Aug 31, 2006

Modern day Swayamvars :(

Long, long ago, there was a practise in ancient India called Swayamvar. It has been described many times in our mythology. It is generally about a princess who has attained the eligible age for marriage. A line-up of eligible grooms is lined up. They come dressed up in their best, and vie for the beautiful princess’ hand. Sometimes, the grooms have to demonstrate their eligibility by completing some difficult task. Arjuna, for instance, won Draupadi’s hand by shooting a rotating fish by looking at its reflection in India. Whenever my Patti narrated this story, I always wondered how shooting a fish makes him eligible for being a good husband. Does being a better archer make him a better and more caring, understanding human being? Or was a better archer assumed to be a better protector of his wife? I never got the answer then.

I assumed that since the wise elders couldn’t come up with a fool-proof way to evaluate the grooms, they decided that they might as well have some fun conducting the event… it sure must have been fun seeing one guy after another trying his best to shoot at a fish, while keeping one eye on the beautiful princess, who was gonna decide who was gonna decide the outcome…

Times changed, and roles reversed. In the twenty-first century age of women empowerment, the practise of ‘arranged marriage’ continues… the guy’s family goes to the gal’s place… it is a time for free food in the form of delicious bajji-bonda… the guy’s family asks the gal whether she knows how to cook, how to sing, how to dance and some more inane questions… the poor gal dresses up for the occasion, out to impress her probable suitor… and the mockery continues… I always wondered whether a better cook, a better singer and a better dancer makes for a better human being… and I never got the answer…

I assumed that since today’s wise elders are no wiser than ancient ones, they decided that they might as well have some fun while going about the dreary job of hunting a suitable bakri for their useless chokra… and what can be more fun than free food, being fussed over, and generally feeling superior especially since the other party can’t say anything…

I witnessed a similar form of Swayamvar in my b-school… there were companies coming to look at the potential aspirants… all of us dressed up like any obedient daughter in a traditional Indian family would when the guy’s family comes visiting… all of us practiced our introductions, our strengths, weaknesses and hobbies and interests… and our future plans and career objectives and a host of other things…

I have always wondered why companies are interested in my hobbies and what books I read… does that make me a better employee? Why do they ask us our strengths and weaknesses, when they know perfectly that not one person is going to admit to his/her real weaknesses? Since the company is smart enough to know that people are obviously bluffing, do they actually look for people who can lie with a straight face, and that consistently when cross-questioned? Also, why do they conduct 15 minute shouting matches euphemistically called a GD? Does the loudest guy/gal make the best employee, because he/she can out shout the competition? Why do they want to know what our plans for the next five years are, when year after year, candidates have been known to jump companies within two years of joining? As usual, I never got my answer…

I assumed that today’s HR professionals are the re-incarnation of yesteryears’ wise elders. They know that just about any guy they pick up from a top B-school would perform decently… and it is a very boring process to actually sit through and select the better ones… So, they decide that they might as well have some fun while they are at it… I mean, it must be really amusing to hear perfectly intelligent students pitching their wares like they were at a whore-house. It must be real fun looking at modern day Arjunas trying to sell fish GD while keeping one eye on the pretty HR Draupadi who is gonna decide the outcome...

= = = = = = =

● GOALS
**A.** In the post on modern-day Swayamvars, which skills does the guy's family ask the gal whether she knows? List them all.
**B.** Can you copy the Swayamvar post word for word, from "I assumed that today’s" up to and including "decide the outcome..."?

= = = = = = =

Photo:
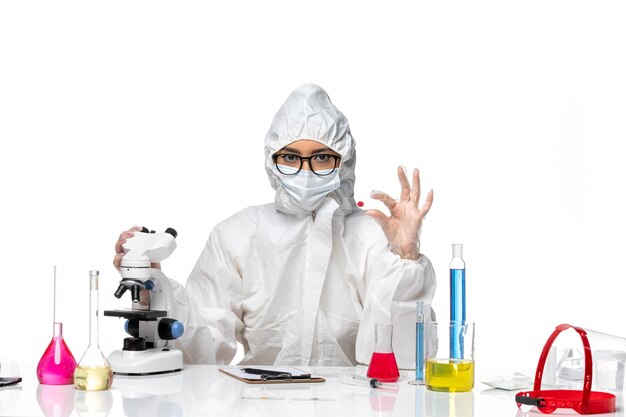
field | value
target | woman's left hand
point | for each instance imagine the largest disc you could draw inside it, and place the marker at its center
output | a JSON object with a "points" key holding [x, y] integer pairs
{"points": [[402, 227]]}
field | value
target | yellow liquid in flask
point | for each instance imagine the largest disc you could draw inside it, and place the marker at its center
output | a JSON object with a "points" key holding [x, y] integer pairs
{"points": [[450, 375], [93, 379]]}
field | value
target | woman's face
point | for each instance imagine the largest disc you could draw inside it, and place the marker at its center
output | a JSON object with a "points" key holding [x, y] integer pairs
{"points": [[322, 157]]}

= = = = = = =

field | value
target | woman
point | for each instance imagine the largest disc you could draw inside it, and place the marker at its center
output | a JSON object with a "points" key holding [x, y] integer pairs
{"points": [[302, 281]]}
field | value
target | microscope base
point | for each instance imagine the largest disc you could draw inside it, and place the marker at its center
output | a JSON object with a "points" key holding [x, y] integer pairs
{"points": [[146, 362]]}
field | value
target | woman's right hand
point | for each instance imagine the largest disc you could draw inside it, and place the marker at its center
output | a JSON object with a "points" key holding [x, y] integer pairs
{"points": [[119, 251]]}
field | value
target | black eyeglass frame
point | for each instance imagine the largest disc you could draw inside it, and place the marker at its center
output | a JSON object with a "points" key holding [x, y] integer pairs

= = = = = = =

● ANSWERS TO THE EXERCISES
**A.**
- Cooking
- Singing
- Dancing

**B.**
I assumed that today’s HR professionals are the re-incarnation of yesteryears’ wise elders. They know that just about any guy they pick up from a top B-school would perform decently… and it is a very boring process to actually sit through and select the better ones… So, they decide that they might as well have some fun while they are at it… I mean, it must be really amusing to hear perfectly intelligent students pitching their wares like they were at a whore-house. It must be real fun looking at modern day Arjunas trying to sell fish GD while keeping one eye on the pretty HR Draupadi who is gonna decide the outcome...